**EXERCISE INSTRUCTIONS:** Copy the passage of the hardy geranium article between "- Moderately Easy" and "full morning sunlight.", inclusive.

**EXTRACT PROVIDED:**
*** Begin section ***
How to Get More Blooms From Hardy Geraniums
Hardy geraniums grow as perennial flowers; they are true geraniums, unlike the more common Pelargoniums that are sometimes thought of as geraniums. These hardy flowers survive frost and return in spring with new growth. They flower most profusely in June, July and August, but some flowers persist after the peak bloom and into fall on properly cared for plants. Geraniums require only minimal care to produce the most flowers, but even basic care practices can help improve the bloom amount and quality on the plants.
- Moderately Easy
Things You’ll Need
- Plant the geraniums in well-drained soil that is rich in organic matter. Work compost into the bed prior to planting to aid drainage. Geraniums tolerate both shade and sun, but flower best when they receive at least full morning sunlight.
- Water the geraniums once weekly during the growing season. Geraniums tolerate some drought but soil that remains evenly moist to a 6-inch depth ensures full blooming and minimizes wilting.
- Fertilize the geraniums once monthly from when new growth begins in spring until after the plants finish blooming in late summer. Apply a soluble fertilizer formulated for flowering perennials at the rate recommended on the fertilizer label.
- Cut back overgrown geraniums after the first flush of flowering completes. Trim the plants back to within 1 to 3 inches of the ground with sharp shears then water and fertilize the plants. Geraniums put on a flush of new growth after a mid-season trim, which typically results in a new wave of blooms.
- Inspect the geraniums for symptoms of leaf spot disease. Symptoms include sunken spots or lesions on the underside of the leaves and wilted, curled leaf margins. Leaf spot weakens the geranium and may inhibit flower bud production.
- Cut back the plants to a 6-inch height if leaf spot systems are present. Continue to water and fertilize to encourage the plant to grow back and produce new flower buds.
*** End section ***
Stored dataset records
*** Begin section ***
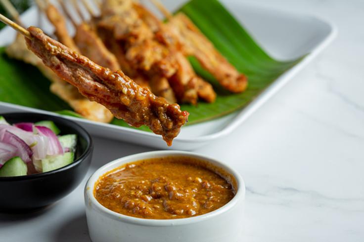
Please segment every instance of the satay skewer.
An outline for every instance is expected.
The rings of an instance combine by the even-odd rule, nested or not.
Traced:
[[[20,25],[23,25],[20,18],[20,14],[9,0],[0,0],[4,8],[10,14],[10,16]]]
[[[171,19],[173,17],[173,15],[169,11],[167,8],[164,6],[163,4],[159,0],[150,0],[152,3],[159,9],[159,11],[167,18],[167,19]]]
[[[76,22],[76,21],[73,19],[73,17],[71,16],[71,13],[70,13],[69,11],[66,7],[66,5],[64,4],[64,2],[63,2],[63,1],[62,0],[58,0],[58,2],[59,3],[59,5],[61,6],[62,10],[63,10],[64,14],[66,14],[67,17],[68,18],[70,21],[71,21],[71,23],[72,24],[72,25],[73,25],[73,26],[75,27],[77,27],[78,25],[77,23]],[[80,16],[80,17],[82,17]]]
[[[11,27],[18,32],[27,37],[28,39],[31,40],[32,39],[32,35],[30,34],[30,33],[29,33],[28,30],[26,30],[19,25],[12,21],[1,14],[0,14],[0,21],[1,21],[2,22],[4,23],[8,26]]]

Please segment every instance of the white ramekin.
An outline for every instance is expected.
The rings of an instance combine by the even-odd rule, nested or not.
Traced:
[[[188,218],[157,220],[135,218],[113,212],[93,196],[95,183],[107,172],[141,160],[185,156],[209,162],[231,174],[237,185],[236,194],[229,202],[211,212]],[[182,151],[155,151],[126,157],[106,164],[90,177],[85,188],[89,233],[93,242],[230,242],[238,241],[242,232],[245,187],[240,175],[216,160]]]

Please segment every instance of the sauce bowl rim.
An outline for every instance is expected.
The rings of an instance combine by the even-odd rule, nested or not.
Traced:
[[[225,171],[232,175],[237,184],[236,193],[228,202],[221,207],[211,212],[200,215],[184,218],[174,219],[150,219],[136,218],[114,212],[102,205],[94,197],[93,191],[94,186],[98,179],[103,174],[123,164],[141,160],[147,160],[160,157],[171,156],[186,156],[201,160],[212,164],[213,165],[223,169]],[[85,187],[84,195],[86,206],[93,206],[96,211],[106,215],[116,221],[142,226],[161,227],[182,225],[201,222],[206,219],[218,216],[235,206],[241,200],[245,199],[245,183],[241,176],[234,169],[217,160],[207,156],[193,152],[180,151],[158,151],[144,152],[126,156],[111,161],[97,169],[90,177]],[[88,200],[88,198],[89,199]]]

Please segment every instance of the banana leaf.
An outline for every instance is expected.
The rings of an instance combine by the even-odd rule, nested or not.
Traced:
[[[218,96],[212,104],[182,105],[182,110],[190,113],[187,125],[216,119],[243,108],[302,59],[282,62],[269,56],[217,0],[192,0],[179,11],[187,15],[219,51],[249,79],[246,91],[229,93],[190,57],[189,60],[196,72],[213,84]],[[4,50],[4,47],[0,48],[0,101],[75,115],[67,104],[49,92],[49,81],[36,68],[9,59]],[[112,123],[129,127],[124,121],[116,119]],[[146,127],[138,128],[149,130]]]

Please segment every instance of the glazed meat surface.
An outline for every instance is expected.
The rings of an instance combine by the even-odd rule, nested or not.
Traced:
[[[186,16],[179,13],[169,20],[167,26],[178,40],[184,54],[195,56],[224,88],[235,93],[246,89],[246,77],[239,73],[215,49]]]
[[[26,40],[28,48],[59,77],[90,100],[107,107],[117,118],[135,127],[148,126],[171,145],[188,116],[178,104],[156,97],[121,71],[113,72],[95,64],[37,28],[28,30],[33,37]]]
[[[88,24],[83,23],[77,26],[74,40],[81,53],[94,62],[114,72],[120,70],[115,55]]]
[[[114,118],[111,113],[105,107],[89,100],[78,92],[77,88],[59,78],[46,66],[41,59],[28,49],[23,36],[18,35],[15,40],[6,48],[6,52],[11,58],[36,67],[51,81],[50,91],[86,119],[98,122],[110,122]]]

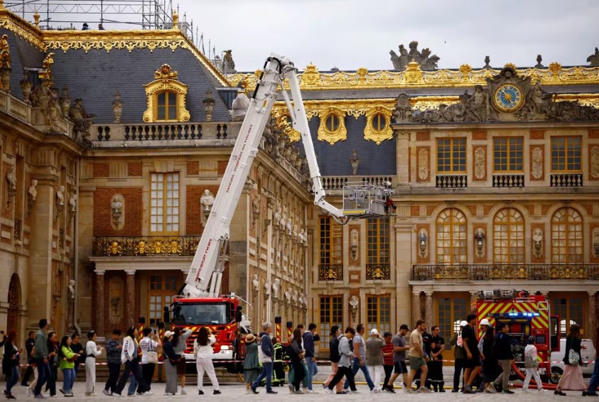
*** End section ***
**RESULT FOR THIS TASK:**
- Moderately Easy
Things You’ll Need
- Plant the geraniums in well-drained soil that is rich in organic matter. Work compost into the bed prior to planting to aid drainage. Geraniums tolerate both shade and sun, but flower best when they receive at least full morning sunlight.